Print verbatim every line starting at the one that contains "Please annotate the cowboy" and ending at the final line of the records; include both endpoints.

[Dataset rows]
## start
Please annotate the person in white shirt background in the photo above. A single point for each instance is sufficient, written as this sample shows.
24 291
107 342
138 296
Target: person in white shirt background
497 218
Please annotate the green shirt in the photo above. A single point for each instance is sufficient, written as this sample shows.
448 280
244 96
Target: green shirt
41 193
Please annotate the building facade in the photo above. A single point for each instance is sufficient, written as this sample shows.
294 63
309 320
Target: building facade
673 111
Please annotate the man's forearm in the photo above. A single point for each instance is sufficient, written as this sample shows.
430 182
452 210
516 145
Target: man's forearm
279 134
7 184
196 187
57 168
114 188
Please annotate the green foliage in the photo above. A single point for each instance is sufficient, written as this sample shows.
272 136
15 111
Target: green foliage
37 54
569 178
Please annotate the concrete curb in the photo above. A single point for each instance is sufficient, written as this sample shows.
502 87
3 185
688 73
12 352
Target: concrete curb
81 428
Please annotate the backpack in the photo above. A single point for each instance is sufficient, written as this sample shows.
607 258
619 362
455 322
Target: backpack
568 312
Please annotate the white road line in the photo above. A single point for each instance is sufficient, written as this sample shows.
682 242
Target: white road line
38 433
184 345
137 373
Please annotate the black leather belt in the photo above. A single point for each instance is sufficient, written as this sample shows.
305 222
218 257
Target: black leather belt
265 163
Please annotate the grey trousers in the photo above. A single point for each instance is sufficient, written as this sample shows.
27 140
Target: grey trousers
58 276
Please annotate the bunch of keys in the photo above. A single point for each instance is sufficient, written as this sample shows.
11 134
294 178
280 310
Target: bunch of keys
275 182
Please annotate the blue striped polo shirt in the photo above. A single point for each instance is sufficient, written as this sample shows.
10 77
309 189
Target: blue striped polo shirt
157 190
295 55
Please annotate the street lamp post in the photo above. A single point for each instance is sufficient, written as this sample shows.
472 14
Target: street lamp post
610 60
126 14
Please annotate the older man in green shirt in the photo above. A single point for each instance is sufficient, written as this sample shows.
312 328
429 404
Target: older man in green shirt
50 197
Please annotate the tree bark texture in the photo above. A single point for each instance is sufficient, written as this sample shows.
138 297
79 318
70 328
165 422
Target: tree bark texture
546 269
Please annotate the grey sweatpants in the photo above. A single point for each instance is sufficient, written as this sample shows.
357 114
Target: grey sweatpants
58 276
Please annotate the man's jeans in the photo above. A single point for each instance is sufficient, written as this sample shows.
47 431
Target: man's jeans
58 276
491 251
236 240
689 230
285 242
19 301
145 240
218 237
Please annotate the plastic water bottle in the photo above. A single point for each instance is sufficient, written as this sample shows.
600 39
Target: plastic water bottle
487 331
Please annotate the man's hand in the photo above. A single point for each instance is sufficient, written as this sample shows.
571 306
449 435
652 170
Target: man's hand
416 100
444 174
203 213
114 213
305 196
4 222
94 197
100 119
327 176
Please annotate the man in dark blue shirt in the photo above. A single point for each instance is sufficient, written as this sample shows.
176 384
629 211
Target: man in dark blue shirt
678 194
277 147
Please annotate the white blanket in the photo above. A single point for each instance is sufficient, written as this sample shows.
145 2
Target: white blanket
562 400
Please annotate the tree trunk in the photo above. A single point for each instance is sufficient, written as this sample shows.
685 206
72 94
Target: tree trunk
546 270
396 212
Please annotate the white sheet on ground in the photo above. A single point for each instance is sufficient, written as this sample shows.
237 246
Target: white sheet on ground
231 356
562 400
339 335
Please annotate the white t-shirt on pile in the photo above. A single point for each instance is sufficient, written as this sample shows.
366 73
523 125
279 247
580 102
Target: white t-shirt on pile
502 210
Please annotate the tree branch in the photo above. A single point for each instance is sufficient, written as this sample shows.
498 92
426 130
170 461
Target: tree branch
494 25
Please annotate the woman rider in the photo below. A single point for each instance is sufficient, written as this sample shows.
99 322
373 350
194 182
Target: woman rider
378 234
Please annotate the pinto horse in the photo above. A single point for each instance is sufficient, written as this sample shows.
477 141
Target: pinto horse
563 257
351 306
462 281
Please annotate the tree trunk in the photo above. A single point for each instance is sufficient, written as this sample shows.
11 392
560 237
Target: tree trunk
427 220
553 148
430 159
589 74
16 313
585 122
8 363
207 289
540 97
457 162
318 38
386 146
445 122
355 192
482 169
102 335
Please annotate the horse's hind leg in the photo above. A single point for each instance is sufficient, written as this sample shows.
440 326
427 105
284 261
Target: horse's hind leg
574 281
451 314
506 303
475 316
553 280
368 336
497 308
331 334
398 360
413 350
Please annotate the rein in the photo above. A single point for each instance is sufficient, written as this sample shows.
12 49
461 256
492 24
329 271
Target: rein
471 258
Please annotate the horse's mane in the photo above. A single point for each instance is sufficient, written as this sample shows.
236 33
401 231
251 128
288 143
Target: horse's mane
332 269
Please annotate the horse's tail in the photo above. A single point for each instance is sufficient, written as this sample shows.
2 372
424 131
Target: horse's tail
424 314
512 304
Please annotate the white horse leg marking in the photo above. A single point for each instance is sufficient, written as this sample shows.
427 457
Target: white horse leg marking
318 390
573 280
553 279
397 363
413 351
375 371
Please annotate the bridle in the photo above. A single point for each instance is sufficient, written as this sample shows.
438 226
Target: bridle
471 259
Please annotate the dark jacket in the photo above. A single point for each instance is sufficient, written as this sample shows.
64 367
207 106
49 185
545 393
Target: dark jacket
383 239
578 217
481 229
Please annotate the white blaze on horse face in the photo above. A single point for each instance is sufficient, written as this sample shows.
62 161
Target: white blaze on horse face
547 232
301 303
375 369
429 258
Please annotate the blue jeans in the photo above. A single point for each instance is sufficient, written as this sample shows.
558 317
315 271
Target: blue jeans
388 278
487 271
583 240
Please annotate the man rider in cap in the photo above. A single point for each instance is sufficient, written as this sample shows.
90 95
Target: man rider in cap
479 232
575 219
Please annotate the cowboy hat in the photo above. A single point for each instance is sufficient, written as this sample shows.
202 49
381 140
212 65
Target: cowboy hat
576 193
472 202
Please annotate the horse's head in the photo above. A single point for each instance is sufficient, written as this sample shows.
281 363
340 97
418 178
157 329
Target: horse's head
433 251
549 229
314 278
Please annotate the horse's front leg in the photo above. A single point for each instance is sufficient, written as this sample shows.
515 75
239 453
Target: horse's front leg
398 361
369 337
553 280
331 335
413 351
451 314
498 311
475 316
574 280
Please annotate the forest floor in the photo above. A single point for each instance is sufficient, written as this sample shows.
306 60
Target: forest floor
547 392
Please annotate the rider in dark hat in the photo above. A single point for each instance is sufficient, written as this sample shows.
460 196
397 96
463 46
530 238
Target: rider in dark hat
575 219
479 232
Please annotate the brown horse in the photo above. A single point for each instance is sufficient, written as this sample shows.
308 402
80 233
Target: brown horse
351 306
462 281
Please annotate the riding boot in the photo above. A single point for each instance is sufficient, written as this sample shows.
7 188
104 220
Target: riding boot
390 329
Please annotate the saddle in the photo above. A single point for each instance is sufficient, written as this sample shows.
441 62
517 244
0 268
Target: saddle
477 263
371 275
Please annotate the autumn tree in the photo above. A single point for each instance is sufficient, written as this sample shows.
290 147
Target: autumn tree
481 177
## end
Result:
Please annotate the cowboy hat in the photo above. A single point for each instance is sufficient, written as this sample shows.
202 49
381 140
212 65
Target: cowboy hat
576 193
472 202
Please annotate the horse's head in the photo above. A single point for each instance is sufficient, written as this sample shows.
281 363
340 97
418 178
157 329
Target: horse's head
433 251
549 229
314 278
Please annotate the horse's front leg in the photo above. A single point for each instance is sufficient, written as this sample shows.
515 75
239 453
Target: horse's front leg
398 361
369 337
553 280
331 335
413 351
451 314
498 311
475 316
574 280
Please annotate the forest floor in the photo above. A single point for each instance is sufficient, written as this sample shows.
306 60
Target: forest floor
547 392
Please annotate the rider in dark hat in the photo above. A single point for each instance is sufficient, written as this sample shows.
460 196
397 96
463 46
530 238
Target: rider in dark hat
575 219
479 232
Please annotate the brown horse in the photo above. A single point for each instance is sufficient, written as this sample shows.
308 402
80 233
Target: brown horse
351 306
462 281
Please annotate the riding boot in the photo above. A single point for each instance is sufficient, written as this sample shows.
7 188
104 220
Target: riding boot
390 329
Please annotate the saddle in the photo above. A single point for each instance is sufficient, written as this sample shows.
441 62
517 244
0 268
Target: saddle
477 263
371 275
Please annotate the autumn tree in the photo above. A single point for each instance is sufficient, written as this sample shows.
290 147
Target: autumn tree
481 177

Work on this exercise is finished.